Segmentation data:
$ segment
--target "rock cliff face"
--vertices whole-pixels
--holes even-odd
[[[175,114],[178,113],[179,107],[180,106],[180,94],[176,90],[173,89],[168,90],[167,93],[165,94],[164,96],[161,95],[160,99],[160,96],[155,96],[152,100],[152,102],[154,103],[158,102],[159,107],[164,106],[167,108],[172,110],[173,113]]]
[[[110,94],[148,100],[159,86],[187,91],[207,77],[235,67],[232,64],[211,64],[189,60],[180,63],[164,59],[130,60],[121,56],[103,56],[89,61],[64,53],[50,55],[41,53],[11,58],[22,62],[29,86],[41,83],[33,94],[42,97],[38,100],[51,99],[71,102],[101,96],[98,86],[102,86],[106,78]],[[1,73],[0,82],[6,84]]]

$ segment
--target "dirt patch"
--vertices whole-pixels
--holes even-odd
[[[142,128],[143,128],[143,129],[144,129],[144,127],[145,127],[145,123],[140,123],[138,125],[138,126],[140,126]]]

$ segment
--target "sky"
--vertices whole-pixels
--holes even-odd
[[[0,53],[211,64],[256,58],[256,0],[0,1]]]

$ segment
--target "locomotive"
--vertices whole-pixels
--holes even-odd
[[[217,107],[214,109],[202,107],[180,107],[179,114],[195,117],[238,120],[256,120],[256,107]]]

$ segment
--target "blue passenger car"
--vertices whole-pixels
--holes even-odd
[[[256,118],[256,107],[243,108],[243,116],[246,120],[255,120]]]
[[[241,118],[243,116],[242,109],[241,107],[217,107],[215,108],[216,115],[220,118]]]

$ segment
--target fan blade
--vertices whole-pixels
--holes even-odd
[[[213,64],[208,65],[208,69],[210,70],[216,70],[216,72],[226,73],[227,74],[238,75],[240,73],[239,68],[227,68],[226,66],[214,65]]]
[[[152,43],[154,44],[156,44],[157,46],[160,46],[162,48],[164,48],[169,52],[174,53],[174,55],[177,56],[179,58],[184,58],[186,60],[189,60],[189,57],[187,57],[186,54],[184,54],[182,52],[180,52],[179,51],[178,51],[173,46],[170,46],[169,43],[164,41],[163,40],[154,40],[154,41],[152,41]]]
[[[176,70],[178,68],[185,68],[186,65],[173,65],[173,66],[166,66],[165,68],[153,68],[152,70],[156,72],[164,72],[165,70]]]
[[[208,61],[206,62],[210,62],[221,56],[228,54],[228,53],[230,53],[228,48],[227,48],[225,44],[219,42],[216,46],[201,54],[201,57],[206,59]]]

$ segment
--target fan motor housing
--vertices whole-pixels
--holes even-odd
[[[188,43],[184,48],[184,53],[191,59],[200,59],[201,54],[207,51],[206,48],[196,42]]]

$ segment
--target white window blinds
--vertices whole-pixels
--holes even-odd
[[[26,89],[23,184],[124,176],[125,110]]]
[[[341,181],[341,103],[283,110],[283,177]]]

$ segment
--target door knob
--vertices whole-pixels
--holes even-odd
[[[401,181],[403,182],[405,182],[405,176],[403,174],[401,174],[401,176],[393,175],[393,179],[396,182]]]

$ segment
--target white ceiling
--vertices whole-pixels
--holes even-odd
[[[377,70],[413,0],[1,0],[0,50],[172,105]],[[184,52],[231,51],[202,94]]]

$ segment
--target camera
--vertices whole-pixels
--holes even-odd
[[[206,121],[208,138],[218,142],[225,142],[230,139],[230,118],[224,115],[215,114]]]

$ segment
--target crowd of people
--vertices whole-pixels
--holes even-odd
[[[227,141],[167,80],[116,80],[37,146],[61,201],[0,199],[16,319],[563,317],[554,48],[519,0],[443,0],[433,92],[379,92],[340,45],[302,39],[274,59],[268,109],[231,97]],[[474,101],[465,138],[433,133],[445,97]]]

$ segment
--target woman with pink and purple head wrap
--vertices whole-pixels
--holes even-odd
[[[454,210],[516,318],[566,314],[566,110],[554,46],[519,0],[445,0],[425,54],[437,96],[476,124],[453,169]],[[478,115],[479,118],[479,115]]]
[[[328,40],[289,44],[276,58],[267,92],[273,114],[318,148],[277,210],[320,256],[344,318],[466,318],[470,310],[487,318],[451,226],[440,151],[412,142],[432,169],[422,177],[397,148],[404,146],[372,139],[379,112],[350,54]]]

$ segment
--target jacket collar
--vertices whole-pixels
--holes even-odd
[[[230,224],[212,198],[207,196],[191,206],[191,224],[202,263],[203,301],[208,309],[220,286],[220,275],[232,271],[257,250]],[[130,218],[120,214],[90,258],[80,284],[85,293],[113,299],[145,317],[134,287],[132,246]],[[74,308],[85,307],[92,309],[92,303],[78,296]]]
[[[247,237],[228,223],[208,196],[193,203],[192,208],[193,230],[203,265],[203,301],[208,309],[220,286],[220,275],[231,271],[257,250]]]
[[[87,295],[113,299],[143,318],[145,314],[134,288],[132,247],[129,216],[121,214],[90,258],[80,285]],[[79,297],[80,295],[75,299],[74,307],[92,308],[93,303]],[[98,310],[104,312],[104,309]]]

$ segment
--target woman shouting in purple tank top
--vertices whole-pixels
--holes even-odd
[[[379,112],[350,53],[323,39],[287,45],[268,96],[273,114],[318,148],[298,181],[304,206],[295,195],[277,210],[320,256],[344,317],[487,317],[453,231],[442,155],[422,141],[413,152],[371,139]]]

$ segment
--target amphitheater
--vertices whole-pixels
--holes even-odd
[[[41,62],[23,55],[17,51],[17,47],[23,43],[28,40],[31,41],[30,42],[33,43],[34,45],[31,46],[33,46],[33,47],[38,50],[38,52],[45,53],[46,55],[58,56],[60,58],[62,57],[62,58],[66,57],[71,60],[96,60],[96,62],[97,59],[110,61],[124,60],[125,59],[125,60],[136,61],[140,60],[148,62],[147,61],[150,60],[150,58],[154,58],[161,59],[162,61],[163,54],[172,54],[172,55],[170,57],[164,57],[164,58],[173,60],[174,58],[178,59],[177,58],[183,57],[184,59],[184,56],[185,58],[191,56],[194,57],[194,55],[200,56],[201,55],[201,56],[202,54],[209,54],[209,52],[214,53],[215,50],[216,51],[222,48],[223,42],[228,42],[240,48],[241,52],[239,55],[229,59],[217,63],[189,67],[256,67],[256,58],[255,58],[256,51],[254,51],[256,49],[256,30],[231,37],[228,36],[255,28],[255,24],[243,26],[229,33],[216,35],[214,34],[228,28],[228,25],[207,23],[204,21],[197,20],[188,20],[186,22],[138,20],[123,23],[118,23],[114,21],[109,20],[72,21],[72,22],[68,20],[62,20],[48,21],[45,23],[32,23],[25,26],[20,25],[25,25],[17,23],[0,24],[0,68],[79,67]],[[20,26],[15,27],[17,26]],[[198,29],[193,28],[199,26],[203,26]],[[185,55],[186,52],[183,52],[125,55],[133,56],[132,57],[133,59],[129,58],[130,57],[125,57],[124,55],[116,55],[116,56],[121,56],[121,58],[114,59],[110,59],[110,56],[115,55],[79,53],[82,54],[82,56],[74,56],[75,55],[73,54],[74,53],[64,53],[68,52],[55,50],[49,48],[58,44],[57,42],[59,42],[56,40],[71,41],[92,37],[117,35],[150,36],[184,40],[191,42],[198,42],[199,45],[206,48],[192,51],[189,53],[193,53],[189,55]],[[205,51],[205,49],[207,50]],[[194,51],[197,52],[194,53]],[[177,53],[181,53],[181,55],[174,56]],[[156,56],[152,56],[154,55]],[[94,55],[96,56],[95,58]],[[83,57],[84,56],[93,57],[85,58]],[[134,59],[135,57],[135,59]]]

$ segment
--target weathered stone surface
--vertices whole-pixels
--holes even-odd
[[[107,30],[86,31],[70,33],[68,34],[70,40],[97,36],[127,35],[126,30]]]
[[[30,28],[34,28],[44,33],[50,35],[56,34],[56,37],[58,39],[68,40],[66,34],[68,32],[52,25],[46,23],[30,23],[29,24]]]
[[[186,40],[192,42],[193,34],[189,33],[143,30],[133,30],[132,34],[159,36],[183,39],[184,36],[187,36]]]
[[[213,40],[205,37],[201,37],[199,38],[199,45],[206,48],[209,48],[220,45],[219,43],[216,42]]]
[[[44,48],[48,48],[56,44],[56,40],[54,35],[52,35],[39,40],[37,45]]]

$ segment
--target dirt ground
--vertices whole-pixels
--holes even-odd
==
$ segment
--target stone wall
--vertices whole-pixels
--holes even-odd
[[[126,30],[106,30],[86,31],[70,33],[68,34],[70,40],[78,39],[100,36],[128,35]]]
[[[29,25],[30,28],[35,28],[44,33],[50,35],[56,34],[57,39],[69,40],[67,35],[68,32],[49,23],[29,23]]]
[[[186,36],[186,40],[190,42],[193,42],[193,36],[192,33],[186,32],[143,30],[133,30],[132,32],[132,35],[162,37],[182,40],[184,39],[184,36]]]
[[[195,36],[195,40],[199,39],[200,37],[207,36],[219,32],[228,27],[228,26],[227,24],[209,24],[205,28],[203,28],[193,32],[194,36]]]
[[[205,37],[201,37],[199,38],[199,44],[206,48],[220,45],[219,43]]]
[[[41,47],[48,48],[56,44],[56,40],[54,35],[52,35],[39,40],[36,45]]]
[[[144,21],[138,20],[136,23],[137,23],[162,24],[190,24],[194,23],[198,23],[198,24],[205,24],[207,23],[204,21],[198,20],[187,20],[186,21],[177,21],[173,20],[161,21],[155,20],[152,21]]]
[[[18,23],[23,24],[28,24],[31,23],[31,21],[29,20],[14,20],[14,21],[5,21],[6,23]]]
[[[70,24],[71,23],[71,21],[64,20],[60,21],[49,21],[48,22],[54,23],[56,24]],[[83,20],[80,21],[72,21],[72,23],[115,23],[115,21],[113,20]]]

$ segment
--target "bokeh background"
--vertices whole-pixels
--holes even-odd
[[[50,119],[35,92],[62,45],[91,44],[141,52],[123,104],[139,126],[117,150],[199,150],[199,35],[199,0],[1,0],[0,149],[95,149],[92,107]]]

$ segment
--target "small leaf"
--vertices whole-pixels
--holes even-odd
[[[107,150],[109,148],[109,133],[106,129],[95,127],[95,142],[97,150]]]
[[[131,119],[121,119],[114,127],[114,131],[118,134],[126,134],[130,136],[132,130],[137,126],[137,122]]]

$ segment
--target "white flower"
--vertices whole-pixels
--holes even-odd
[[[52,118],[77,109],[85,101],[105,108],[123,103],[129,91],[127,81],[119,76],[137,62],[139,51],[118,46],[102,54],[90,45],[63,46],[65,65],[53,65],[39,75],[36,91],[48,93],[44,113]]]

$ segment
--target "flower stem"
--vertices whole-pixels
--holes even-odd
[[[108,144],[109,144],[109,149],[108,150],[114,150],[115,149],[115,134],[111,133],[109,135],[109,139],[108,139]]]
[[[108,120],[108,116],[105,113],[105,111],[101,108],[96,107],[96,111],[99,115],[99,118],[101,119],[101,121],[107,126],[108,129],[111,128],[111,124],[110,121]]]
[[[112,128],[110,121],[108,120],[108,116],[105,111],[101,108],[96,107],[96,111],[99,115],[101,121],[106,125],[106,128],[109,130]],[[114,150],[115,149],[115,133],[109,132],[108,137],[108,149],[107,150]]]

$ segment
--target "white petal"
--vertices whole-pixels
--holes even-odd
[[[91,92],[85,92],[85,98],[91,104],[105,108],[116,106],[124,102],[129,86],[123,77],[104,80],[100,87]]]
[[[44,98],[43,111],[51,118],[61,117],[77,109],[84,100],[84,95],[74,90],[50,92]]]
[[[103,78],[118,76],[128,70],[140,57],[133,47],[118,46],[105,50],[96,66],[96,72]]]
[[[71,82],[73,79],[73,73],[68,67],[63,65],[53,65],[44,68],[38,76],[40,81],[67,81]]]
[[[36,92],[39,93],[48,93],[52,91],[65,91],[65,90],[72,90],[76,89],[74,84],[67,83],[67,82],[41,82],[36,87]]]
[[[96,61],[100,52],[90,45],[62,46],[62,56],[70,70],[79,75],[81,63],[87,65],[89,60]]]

- Given instruction -
Count the lines in the entries above that contain the string "stone", treating uppercase and lowercase as different. Reply with the number only.

- The completed task -
2